EXCERPT PROVIDED:
┌────────

When life offers lemons, Prime Minister Narendra Modi’s government prefers to tell the world it has turned them into limestone deposits.
This is, after all, the government that touts the enormous numbers of downloads of an official contact-tracing app while omitting to say that it had been made nearly mandatory – and hasn’t been particularly useful. It is also the government that, years after everyone else has come to their senses on the matter, still maintains the fiction that the disastrous demonetisation policy of 2016 was a success.
And it is run by a party that used this chart:
So it should surprise no one that, even as India crosses the 1-million mark of total Covid-19 cases with one forecast expecting the economy to contract by nearly double digits, the government is finding ways to spin gold out of, well, haywire.
Commerce Minister Piyush Goyal, the man who said mathematics doesn’t matter when looking at economic growth rates and that they never helped Albert Einstein “discover gravity”, this week tweeted about India registering a trade surplus, of nearly $800 million, for the first time in 18 years.

└────────

PROBLEM 1: Rewrite the commentary on the Modi government's spin from "Commerce Minister Piyush" to "in 18 years.", with "Albert Einstein" changed to "Isaac Newton".
PROBLEM 2: Write the next part of the commentary on the Modi government's spin, picking up after its final sentence.

SUPPLIED MATERIAL:
┌────────

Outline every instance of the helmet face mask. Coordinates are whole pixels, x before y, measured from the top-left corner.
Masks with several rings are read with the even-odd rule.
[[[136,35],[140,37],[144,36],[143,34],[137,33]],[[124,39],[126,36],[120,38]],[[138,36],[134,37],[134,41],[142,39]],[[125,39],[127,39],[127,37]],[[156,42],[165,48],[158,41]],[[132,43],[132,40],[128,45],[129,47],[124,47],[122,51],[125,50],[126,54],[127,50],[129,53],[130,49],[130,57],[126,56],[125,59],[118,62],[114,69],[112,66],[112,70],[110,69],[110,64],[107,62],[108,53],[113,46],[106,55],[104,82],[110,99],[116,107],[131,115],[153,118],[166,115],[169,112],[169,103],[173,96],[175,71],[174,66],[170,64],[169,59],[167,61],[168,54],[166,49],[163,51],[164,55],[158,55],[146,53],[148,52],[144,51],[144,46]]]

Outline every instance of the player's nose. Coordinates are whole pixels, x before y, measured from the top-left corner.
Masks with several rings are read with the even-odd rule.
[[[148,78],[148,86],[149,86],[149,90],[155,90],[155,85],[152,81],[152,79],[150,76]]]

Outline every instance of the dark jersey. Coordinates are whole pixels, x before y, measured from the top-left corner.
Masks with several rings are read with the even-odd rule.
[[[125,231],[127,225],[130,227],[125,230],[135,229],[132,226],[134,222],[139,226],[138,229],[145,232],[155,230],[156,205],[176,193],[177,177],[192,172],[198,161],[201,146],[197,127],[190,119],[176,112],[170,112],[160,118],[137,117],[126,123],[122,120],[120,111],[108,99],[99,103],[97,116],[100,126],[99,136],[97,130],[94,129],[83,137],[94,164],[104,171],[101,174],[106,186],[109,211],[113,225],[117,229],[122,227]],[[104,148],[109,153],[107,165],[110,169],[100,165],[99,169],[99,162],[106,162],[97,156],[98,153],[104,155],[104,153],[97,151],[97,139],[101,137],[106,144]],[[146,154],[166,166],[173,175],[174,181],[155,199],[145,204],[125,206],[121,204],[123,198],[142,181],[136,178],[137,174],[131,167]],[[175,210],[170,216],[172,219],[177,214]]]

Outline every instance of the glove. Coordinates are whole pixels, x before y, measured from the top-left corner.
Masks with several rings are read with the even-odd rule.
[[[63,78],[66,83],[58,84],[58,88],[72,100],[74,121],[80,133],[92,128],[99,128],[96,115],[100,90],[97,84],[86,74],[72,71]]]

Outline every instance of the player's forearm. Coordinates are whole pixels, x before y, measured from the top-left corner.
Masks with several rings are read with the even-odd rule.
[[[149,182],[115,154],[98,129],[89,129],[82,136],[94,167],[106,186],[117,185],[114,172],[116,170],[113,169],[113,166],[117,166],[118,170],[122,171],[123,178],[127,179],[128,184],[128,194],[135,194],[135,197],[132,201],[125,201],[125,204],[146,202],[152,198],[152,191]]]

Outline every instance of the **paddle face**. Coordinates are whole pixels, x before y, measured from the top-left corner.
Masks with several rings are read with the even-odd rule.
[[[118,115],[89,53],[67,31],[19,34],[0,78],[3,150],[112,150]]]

└────────

ANSWER 1:
Commerce Minister Piyush Goyal, the man who said mathematics doesn’t matter when looking at economic growth rates and that they never helped Isaac Newton “discover gravity”, this week tweeted about India registering a trade surplus, of nearly $800 million, for the first time in 18 years.

ANSWER 2:
The Department of Commerce also tomtommed this achievement on Twitter.
This sounds like a good thing. What it means is that, for the first time in 18 years, India has exported more goods than it has imported, at least in terms of value. In normal circumstances, that would mean that India’s import bill is coming down even as its exporters are thriving.
But these are not normal circumstances.
India’s lockdown for Covid-19 was among the most stringent in the world, completely shutting down large parts of the economy for two months. The continued rise of coronavirus cases since have meant that, despite India going into “unlock mode”, cities and states around the nation are going back into lockdown.
This, coupled with the fact that Modi’s big Rs 20-lakh-crore economic package did not include much of a stimulus, has meant that consumer demand is extremely low in India. This shows up in surveys of Chief Executive Officers, in earnings updates from companies and in indicators such as fuel consumption. The Indian public either doesn’t have any money to spend, or wants to put it away into savings at the moment.
As a result, the first interpretation of the trade surplus numbers is not that India’s exports are suddenly roaring – in fact, they have continued to contract for the fourth straight month. It is that demand has been destroyed.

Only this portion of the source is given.